=== Fragmento ===

Mucho antes de que se convirtiera en un pintor consagrado, un artista de referencia, rompedor con sus obras, piezas en las que combinaba casi al cincuenta por ciento, tanto da, pintura y fotografía, Darío Villalba fue un patinador de mucho fuste que se formó en Estados Unidos debido a la profesión de su padre, cónsul en Filadelfia por aquellos años. Era imbatible sobre la pista de hielo. Tan es así que se convirtió en el primer olímpico español en la modalidad. Fue en Cortina d’Ampezzo en 1956. Tenía 16 años, bailó sobre las cuchillas enfundado en un traje oscuro con chaquetilla corta la obertura «Egmont» de Beethoven y consiguió un puesto 17 de 19. Sin embargo, decidió aparcar el deporte que amó hasta el final de sus días. Javier Fernández, que tuvo en él un precedente en quien mirarse (entre Villalba y él no hubo otro), le visitó en su estudio de Madrid y juntos recordaron los éxitos de ayer y las piruetas de medalla de hoy. Toda una vida.

===

Tarea breve 1.
Desplace 93 unidades cada coordenada de las respuestas en los registros, desde la línea que contiene "the white wall" hasta la línea que contiene "Target: doormat", ambas incluidas. Vuelva a escribir todas esas líneas, con las solicitudes.
Tarea breve 2.
Redacte la continuación del texto sobre Darío Villalba a partir de su última oración.
El texto sobre Darío Villalba no tiene relación alguna con los registros.

=== Datos registrados ===

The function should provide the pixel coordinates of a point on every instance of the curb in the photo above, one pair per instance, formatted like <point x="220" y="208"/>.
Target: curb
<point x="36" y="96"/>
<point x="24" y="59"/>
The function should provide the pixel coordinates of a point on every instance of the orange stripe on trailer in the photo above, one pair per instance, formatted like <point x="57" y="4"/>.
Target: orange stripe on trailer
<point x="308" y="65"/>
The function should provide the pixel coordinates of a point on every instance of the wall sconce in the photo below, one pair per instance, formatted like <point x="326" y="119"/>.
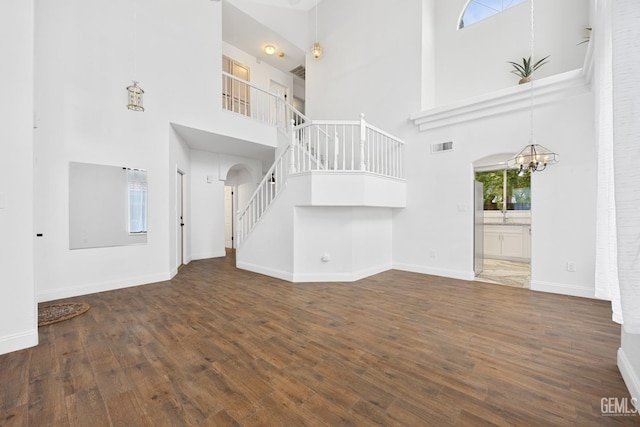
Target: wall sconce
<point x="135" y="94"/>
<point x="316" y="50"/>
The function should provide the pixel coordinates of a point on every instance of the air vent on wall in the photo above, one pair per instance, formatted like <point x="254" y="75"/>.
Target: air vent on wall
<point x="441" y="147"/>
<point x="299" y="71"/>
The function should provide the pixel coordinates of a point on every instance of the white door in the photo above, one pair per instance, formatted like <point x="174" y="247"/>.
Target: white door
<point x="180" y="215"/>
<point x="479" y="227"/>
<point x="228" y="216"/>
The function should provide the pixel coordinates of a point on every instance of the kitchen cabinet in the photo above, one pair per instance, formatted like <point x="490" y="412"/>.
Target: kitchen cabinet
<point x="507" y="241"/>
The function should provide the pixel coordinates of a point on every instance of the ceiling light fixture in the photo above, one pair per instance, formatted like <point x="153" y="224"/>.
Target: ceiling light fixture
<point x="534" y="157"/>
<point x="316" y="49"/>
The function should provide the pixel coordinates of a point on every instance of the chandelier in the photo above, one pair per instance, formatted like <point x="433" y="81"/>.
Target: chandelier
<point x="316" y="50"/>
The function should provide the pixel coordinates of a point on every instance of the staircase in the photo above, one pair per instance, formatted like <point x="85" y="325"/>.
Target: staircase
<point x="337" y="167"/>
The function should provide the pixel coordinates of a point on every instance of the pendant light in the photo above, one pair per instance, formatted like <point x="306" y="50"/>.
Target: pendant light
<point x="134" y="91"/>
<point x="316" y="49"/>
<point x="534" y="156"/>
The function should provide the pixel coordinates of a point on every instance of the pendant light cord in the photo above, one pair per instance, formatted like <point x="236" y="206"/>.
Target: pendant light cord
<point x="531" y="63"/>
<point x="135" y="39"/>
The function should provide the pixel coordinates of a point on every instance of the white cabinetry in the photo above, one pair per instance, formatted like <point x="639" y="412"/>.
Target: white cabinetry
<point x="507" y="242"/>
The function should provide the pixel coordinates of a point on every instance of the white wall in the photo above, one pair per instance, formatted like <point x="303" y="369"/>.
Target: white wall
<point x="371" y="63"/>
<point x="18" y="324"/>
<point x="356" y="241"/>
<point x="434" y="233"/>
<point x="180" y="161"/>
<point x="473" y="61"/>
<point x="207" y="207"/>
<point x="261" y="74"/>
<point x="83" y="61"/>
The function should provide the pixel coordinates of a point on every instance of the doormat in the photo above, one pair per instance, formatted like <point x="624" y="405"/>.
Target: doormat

===
=== Datos registrados ===

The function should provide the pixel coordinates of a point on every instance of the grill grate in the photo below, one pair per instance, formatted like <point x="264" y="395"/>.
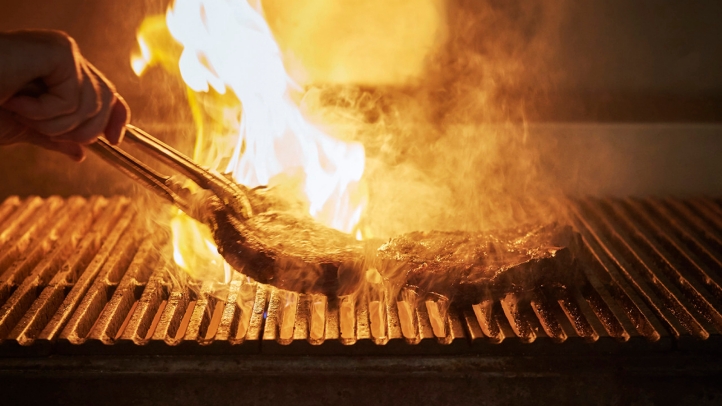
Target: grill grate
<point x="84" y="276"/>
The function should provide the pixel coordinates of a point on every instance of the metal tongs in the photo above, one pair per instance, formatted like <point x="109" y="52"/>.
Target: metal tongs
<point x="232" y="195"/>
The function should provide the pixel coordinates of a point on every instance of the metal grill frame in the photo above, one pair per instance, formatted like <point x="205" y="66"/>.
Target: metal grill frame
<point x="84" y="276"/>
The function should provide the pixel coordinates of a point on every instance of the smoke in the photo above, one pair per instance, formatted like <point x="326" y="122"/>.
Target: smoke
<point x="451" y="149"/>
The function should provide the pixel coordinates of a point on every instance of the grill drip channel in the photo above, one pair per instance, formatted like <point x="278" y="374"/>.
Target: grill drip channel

===

Respuesta correcta 1.
The function should provide the pixel coordinates of a point on every instance of the white wall in the photo above, one pair per instance, formatted like <point x="303" y="369"/>.
Target: white wall
<point x="464" y="156"/>
<point x="111" y="417"/>
<point x="449" y="334"/>
<point x="527" y="326"/>
<point x="273" y="254"/>
<point x="566" y="154"/>
<point x="300" y="300"/>
<point x="354" y="167"/>
<point x="176" y="154"/>
The function should provide the pixel coordinates of a point on every instance of the doormat in the photo above, one pair per instance, formatted like <point x="624" y="405"/>.
Target: doormat

Respuesta correcta 2.
Sentía verdadera admiración por este joven monstruo y se le llenaban los ojos de agua al verle. En una entrevista al diario «Marca» aseguraba que «es muy modesto, atesora un gran sentido musical y una increíble capacidad de elevación y rotación». No se dedicó al patinaje artístico. A los 18 decidió que era el arte, el del lienzo, la pintura, lo que realmente le llenaba y se convirtió con los años en uno de los artistas más representativos de la escena de los 80 y 90. Villalba, nacido en San Sebastián en 1939, se antojaba a veces taciturno, aunque siempre era intenso, apasionado y radical («Estoy impreso en carne, mi trayectoria creativa es un constante sabotaje de lenguajes», decía). Su estudio en Madrid era de una belleza increíble. Diáfano, horizontal y repleto de pinceles, rodeado de telas. Él hablaba despacio, deteniéndose en la manera de explicar su obra. La noticia de su muerte se conoció ayer por un mensaje de su galería, Freijo, en Twitter. Lo suyo era romper, situarse a la cabeza. Lo hizo en el caso del patinaje y volvió a repetir la jugada en la jungla del arte, cuando se decidió a utilizar la fotografía como materia pictórica, a la manera de Polke o el cotizadísimo Gerhard Richter.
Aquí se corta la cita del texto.